=== Given exercise ===
Please list every line of the material below that contains the word "eyeglasses", copying each line in full.

•••

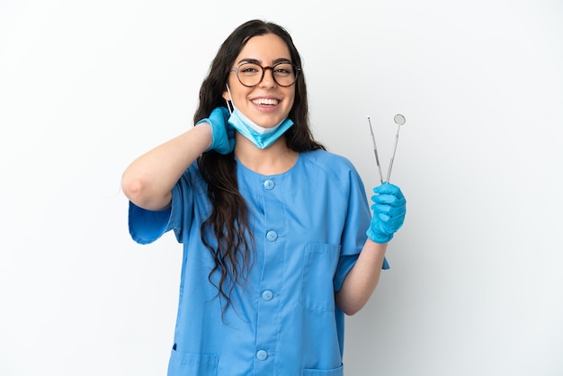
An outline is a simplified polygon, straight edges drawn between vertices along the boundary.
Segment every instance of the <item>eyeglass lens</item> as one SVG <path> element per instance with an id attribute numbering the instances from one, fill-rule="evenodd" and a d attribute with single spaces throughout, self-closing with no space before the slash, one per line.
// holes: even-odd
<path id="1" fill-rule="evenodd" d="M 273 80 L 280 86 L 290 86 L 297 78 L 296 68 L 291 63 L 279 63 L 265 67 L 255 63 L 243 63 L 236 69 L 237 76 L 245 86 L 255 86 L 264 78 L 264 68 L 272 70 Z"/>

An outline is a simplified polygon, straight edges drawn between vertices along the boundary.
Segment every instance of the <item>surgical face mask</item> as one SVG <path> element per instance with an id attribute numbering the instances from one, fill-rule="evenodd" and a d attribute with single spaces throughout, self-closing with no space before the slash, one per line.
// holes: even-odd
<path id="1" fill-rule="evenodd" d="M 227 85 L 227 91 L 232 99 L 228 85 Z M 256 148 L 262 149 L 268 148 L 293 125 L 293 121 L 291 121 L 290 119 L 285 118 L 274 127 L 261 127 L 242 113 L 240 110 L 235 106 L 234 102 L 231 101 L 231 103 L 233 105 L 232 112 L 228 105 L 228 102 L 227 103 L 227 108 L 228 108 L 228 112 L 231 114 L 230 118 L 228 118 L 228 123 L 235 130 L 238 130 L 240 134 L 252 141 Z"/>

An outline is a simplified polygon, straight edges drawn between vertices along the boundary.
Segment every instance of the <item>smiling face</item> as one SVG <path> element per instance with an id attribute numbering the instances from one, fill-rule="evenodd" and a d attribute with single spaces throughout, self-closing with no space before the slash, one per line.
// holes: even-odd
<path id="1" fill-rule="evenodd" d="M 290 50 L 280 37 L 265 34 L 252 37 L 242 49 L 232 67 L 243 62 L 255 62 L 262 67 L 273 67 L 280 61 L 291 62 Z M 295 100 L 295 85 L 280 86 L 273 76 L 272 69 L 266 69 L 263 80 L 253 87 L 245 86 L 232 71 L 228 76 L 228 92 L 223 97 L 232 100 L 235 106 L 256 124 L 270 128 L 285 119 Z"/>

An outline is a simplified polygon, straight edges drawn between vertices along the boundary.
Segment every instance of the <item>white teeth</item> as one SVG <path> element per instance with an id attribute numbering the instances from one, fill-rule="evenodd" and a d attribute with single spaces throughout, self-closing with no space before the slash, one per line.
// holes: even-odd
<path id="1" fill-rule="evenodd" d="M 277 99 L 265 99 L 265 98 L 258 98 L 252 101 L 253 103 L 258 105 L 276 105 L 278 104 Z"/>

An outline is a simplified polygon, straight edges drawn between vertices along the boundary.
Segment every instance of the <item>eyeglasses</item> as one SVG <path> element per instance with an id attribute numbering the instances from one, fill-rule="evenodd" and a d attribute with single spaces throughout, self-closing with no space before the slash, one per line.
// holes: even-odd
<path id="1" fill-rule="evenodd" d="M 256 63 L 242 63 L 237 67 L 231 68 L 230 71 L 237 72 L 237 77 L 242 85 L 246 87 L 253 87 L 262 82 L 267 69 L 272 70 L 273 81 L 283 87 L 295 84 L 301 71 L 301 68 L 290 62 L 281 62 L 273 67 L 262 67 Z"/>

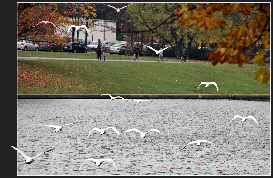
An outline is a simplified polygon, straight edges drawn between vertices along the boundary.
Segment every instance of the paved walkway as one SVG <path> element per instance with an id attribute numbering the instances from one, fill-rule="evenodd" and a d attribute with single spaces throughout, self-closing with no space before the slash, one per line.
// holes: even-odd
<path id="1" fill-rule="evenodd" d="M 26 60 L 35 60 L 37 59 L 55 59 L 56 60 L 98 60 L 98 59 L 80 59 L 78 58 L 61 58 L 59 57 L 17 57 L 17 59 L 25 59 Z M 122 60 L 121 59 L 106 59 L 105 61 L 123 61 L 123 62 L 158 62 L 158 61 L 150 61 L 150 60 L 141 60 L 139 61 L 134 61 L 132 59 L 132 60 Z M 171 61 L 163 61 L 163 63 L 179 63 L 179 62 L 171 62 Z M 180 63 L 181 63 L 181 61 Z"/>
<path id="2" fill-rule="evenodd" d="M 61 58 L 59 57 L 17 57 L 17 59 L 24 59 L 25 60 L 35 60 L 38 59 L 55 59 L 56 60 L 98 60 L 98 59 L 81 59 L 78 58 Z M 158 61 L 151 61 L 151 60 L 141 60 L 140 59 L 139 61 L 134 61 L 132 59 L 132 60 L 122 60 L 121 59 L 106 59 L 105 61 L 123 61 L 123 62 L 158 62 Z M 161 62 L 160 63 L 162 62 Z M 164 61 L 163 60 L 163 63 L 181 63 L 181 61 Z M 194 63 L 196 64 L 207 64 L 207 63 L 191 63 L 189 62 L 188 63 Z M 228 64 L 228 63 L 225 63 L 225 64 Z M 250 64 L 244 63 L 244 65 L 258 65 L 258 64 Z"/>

•••

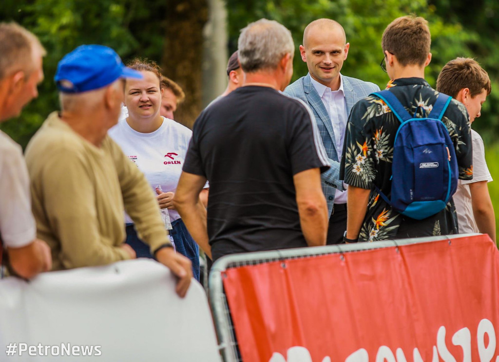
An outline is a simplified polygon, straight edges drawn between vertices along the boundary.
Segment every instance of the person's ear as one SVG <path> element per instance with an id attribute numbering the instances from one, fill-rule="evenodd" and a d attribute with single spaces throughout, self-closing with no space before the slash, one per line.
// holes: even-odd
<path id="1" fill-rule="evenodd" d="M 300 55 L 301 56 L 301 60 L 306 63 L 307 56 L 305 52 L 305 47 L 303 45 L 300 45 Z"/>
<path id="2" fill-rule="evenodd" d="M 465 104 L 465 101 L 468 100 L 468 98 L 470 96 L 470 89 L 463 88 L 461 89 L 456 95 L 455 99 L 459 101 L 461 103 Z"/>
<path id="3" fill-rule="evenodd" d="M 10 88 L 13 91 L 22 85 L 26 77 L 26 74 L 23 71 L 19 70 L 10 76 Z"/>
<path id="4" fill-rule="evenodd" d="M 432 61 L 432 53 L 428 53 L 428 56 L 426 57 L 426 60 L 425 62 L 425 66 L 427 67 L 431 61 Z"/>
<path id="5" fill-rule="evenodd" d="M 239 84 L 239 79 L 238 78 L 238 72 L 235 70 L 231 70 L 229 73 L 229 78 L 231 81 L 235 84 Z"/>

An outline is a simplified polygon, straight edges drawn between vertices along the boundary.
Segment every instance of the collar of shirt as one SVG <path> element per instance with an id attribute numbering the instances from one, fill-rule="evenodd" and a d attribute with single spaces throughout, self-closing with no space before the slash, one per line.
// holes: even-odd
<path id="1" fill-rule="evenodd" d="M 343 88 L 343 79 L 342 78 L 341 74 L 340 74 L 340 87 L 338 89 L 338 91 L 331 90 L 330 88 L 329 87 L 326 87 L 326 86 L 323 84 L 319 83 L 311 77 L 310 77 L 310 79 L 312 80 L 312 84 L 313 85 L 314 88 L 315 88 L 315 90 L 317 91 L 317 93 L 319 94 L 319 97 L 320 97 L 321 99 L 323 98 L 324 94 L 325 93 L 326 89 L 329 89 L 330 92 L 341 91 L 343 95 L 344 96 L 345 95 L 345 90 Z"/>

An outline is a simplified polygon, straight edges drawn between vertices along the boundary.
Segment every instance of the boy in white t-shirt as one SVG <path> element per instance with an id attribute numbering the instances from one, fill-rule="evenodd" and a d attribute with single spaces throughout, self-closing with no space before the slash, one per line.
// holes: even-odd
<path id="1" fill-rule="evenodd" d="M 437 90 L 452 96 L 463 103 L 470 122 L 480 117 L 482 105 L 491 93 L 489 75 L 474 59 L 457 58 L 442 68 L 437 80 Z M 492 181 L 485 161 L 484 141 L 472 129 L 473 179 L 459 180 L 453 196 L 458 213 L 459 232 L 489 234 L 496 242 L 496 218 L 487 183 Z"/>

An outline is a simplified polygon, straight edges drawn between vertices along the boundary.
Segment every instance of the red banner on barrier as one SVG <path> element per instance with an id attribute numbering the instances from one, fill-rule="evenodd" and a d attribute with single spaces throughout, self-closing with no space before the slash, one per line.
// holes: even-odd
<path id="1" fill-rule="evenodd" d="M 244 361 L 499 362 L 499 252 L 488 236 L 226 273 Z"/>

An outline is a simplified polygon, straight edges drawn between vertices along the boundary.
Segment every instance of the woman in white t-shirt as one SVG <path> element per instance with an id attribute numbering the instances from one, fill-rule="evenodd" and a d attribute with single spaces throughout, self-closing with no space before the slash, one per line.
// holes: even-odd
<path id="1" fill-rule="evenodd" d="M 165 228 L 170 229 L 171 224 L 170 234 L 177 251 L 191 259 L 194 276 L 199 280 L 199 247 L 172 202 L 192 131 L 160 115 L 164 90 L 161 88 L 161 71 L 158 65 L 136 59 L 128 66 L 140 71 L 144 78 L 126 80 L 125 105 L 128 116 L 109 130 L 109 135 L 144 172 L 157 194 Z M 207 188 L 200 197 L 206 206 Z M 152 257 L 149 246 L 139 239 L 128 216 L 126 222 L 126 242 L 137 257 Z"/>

•••

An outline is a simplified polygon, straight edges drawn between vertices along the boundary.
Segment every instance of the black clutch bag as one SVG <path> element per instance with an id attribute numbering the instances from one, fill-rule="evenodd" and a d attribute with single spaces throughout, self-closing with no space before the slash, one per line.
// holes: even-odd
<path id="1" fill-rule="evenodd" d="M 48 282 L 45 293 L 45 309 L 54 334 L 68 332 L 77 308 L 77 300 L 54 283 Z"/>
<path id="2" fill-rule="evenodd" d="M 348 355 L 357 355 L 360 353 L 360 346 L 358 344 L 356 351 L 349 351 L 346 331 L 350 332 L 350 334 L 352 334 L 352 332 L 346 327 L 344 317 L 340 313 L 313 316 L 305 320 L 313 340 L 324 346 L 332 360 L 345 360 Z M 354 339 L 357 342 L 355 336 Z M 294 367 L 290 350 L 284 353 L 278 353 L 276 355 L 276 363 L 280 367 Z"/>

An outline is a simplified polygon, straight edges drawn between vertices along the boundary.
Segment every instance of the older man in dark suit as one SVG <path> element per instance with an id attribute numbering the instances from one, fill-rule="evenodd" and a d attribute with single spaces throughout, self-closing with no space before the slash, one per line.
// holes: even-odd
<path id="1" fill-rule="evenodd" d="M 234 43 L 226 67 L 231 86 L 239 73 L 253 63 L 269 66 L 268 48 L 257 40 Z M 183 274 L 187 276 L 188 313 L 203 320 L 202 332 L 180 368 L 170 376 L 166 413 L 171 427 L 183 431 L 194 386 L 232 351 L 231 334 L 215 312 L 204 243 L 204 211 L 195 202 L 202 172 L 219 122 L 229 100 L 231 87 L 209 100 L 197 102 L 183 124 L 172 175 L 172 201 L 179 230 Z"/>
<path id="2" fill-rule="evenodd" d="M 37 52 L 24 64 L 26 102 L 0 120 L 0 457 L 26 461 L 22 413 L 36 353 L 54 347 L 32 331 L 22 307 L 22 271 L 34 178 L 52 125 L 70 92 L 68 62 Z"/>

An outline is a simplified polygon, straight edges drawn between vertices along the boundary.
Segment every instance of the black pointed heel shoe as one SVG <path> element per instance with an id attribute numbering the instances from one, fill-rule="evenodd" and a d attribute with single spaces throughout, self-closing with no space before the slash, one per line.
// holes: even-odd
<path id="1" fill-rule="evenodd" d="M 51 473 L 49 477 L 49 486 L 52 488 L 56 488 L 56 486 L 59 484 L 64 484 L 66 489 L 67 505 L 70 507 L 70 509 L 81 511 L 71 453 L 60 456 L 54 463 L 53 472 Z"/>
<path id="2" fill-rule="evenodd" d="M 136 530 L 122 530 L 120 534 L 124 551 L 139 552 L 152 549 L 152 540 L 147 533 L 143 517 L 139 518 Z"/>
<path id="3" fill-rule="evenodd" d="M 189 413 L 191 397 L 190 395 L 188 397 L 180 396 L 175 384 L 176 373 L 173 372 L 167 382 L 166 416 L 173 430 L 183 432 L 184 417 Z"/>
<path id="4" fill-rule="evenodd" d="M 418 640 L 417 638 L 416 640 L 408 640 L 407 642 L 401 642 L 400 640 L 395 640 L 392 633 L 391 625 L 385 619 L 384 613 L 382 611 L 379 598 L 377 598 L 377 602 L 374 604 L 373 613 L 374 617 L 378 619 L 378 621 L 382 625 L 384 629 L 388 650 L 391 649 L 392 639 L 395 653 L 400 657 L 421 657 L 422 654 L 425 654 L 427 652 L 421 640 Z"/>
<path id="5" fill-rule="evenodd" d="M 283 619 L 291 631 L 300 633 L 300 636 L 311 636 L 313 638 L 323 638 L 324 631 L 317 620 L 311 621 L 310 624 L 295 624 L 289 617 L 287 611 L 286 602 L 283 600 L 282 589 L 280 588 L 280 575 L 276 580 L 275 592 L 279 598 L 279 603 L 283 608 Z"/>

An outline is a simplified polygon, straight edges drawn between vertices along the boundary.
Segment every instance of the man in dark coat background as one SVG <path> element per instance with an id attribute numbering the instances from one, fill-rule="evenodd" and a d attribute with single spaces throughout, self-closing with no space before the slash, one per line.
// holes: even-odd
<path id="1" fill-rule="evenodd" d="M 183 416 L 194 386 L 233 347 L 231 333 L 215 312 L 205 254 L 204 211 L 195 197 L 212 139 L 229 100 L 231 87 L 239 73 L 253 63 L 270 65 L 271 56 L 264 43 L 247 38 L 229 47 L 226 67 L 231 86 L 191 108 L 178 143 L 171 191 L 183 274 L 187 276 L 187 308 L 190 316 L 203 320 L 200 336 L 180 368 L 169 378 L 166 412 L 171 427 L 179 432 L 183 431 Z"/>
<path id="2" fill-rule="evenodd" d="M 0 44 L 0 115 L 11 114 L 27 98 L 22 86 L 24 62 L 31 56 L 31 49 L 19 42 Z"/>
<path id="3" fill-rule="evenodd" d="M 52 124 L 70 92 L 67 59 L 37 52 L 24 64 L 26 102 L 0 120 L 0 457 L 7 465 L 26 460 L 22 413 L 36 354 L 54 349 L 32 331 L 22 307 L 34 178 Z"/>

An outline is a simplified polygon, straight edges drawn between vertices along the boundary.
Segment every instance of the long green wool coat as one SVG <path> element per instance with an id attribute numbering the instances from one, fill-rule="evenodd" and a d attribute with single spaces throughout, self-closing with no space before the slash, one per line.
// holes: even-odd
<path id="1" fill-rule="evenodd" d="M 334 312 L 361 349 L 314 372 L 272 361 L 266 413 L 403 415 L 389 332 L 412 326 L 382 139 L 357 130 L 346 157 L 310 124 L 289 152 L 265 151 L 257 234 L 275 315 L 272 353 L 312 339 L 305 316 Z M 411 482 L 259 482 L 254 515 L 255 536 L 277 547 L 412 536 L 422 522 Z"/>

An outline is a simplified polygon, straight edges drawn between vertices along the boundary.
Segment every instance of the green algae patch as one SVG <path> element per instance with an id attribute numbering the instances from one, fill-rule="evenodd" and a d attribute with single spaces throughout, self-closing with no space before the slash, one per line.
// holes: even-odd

•••

=== Response ===
Segment every instance of the <item>eyeglasses</item> as one SVG <path> element per instance with an id attribute numbering the instances from one, fill-rule="evenodd" and a d attribute with single spaces throughout, self-closing with no space before the slash, one per line.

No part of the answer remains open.